**TEXT SEGMENT**
____________

Sunday, 2015-07-12: Greece has fired its minister of finance, Yanis Varoufakis; in spite of a national referendum which has confirmed the policy of his party Syriza. Alexis Tsipras has consented for the most part to new austerity plans. These plans include austerity measures of which Alexis Tsipras has lately said that he would never accept them. Since the “salvation” of Greece by the Troika Greece is subject to a rigid policy of austerity. The economy continues to shrink. Nevertheless the previous government has failed to get true reforms under way. The Greek ship owners still pay little or no taxes.
Since today it is official: Greece can pay no more. The insolvency of Greece has in deed been disclosed before when the ELA emergency credits were stopped in response to announcing a national referendum. What a perkiness to ask the folk when it comes to such an important decision? The suggested “reforms” are insufficient. The deficit of Greece is apparently much higher than what has been acknowledged by the public so far. From now on securities will be required in addition to reforms because reforms alone can never guarantee that the Greek will pay back what other Europeans have lended them. More clearly this is about privatizations and about pleying on real values. When enforced it may finally defeat the living and the economy in this country.
Wasn`t it the misconduct of the previous government that it did not succeed to bring true reforms on the way? Greece is known by foreign countries for the “little envelope” (i.e. pay-off, an envelope with cash in order to corrupt), for absurd cases of misuse of social security (The majority of the population is said having been declared as blind on a single island) and of course above all for the fact that the elites do not pay tax. Basically everything should have become better with the introduction of Eurocracy: Incorruptible officials and politicians from Bruxelles should have come to show the Greek how things should work: f.i. José Manuel Barroso at that time president of the European Comission traveled to Athens in order to warn the Greek about the populist parties. After that he went on holiday with his family by a dreamliner of Spiros Latsis, a Greek shipowner whom he knew from his days of study. However it was somehow embarrassing when Barroso prevented tigther environmental regulations for ship owners directly after his holidays (Tagesanzeiger, 2004).
Haven`t we paid billions of Euro to rescue Greece? The first rescue package included 73. bio. Euro, 52.9 bio. being paid by other European member states and 20.1 bio. Euro being contributed by the IMF. The second rescue package already comprised 153.88 bio. Euro whereby the IMF contributed no more than 11.98 bio. Euro . Where has all the money gone? The overwhelming majority directly went into servicing debts. The Greek themselves have never seen anything from that money. The states of Europe with Germany participating the most by about 30% have taken over the debts from banks, investors and speculators. They have paid them out making it possible for them to realize high yields.

____________

**Outline records**
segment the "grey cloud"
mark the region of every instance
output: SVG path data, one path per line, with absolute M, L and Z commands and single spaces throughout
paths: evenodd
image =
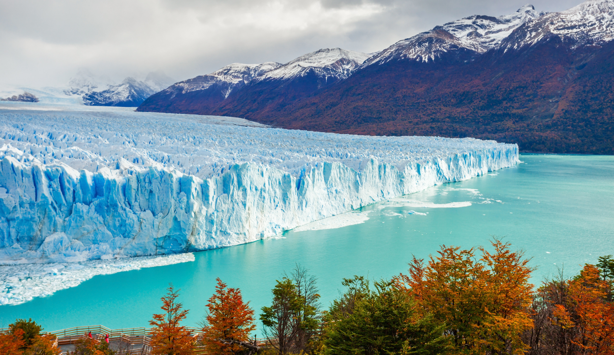
M 63 85 L 79 67 L 117 80 L 160 69 L 185 79 L 325 47 L 370 53 L 462 17 L 510 13 L 520 1 L 0 1 L 0 89 Z M 532 2 L 540 11 L 578 3 Z

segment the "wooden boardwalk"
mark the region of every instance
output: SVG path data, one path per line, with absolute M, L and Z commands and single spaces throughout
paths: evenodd
M 194 337 L 196 344 L 202 338 L 200 328 L 185 327 Z M 0 329 L 0 333 L 6 332 L 8 328 Z M 61 349 L 62 354 L 73 351 L 75 344 L 80 340 L 87 338 L 91 332 L 92 338 L 98 342 L 104 342 L 107 334 L 109 335 L 109 348 L 119 353 L 120 355 L 149 355 L 151 354 L 151 335 L 154 328 L 125 328 L 123 329 L 110 329 L 104 326 L 87 326 L 74 327 L 55 330 L 44 332 L 45 334 L 55 335 L 58 346 Z M 271 340 L 276 343 L 276 340 Z M 268 347 L 270 342 L 266 338 L 256 338 L 251 340 L 260 346 Z M 196 346 L 194 348 L 195 355 L 207 355 L 205 346 Z

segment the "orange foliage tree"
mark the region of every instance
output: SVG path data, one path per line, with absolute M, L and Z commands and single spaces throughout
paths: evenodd
M 162 310 L 165 313 L 154 315 L 149 324 L 154 327 L 152 334 L 152 354 L 154 355 L 184 355 L 192 354 L 194 338 L 189 330 L 179 325 L 185 319 L 188 310 L 176 301 L 179 290 L 175 291 L 173 284 L 166 289 L 166 296 L 162 297 Z
M 257 350 L 249 343 L 249 334 L 256 329 L 254 310 L 249 302 L 244 303 L 241 290 L 227 288 L 217 280 L 216 292 L 209 299 L 209 312 L 203 324 L 203 343 L 209 352 L 230 355 Z
M 532 269 L 522 252 L 510 243 L 492 242 L 489 253 L 441 246 L 428 265 L 414 258 L 410 274 L 395 279 L 396 287 L 408 292 L 424 313 L 446 324 L 457 353 L 523 354 L 521 335 L 532 326 L 527 311 L 533 285 Z
M 14 333 L 0 333 L 0 354 L 2 355 L 21 355 L 21 349 L 25 344 L 23 340 L 24 332 L 18 329 Z
M 567 283 L 566 302 L 553 305 L 553 324 L 572 330 L 567 332 L 578 353 L 614 354 L 614 304 L 607 300 L 608 283 L 589 264 Z
M 0 354 L 2 355 L 59 355 L 55 337 L 41 335 L 42 329 L 31 319 L 17 319 L 9 325 L 9 331 L 0 333 Z

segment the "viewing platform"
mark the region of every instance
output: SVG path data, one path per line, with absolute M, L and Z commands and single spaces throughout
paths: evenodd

____________

**GIVEN EXERCISE**
Pick up the text on the Greek debt crisis after its last sentence and continue it. The records are separate material that has nothing to do with the text.

**RESULT**
The measures against the Greek crises have in deed been nothing else than a covered rescue plan for ailing banks. German and other taxpayers will have to bleed for long in order to fund this. Those who wanna save some money also need to pay because of the many rescue packages in diverse countries of Europe: After the ECB has ceased to directly buy public loans the European Central Bank now dispenses the money over commercial banks accepting public debts as securities which can never be paid back. How we could have done things differently shows us the example of Iceland: The population of Iceland has successfully defended itself against politicians wanting to buy ailing banks. In the meantime things go much better in Iceland than in comparable Euro states where banks have been rescued at cost of the taxpayers .
But now let us come back to Greece. This time the European member states will apparently have to lend even more money than before. Not much imagination is needed to see that the deal how it is being negotiated at the time will bring even more sinister and damage over Europe. Over Greece because new austerity together with the aforementioned securities would bleed Greece white. Over the rest of Europe because that would increase public depth in all other countries. The same tragedy is imminent to all countries of Europe. The game only knows a few winners: Those 0.123% of the proprieators who already own 80% of all global playing combines, the growing global capital not assoicated with any country; see: James B. Glattfelder, chapter 4, die Plünderung der Welt (The Plundering of Our World)..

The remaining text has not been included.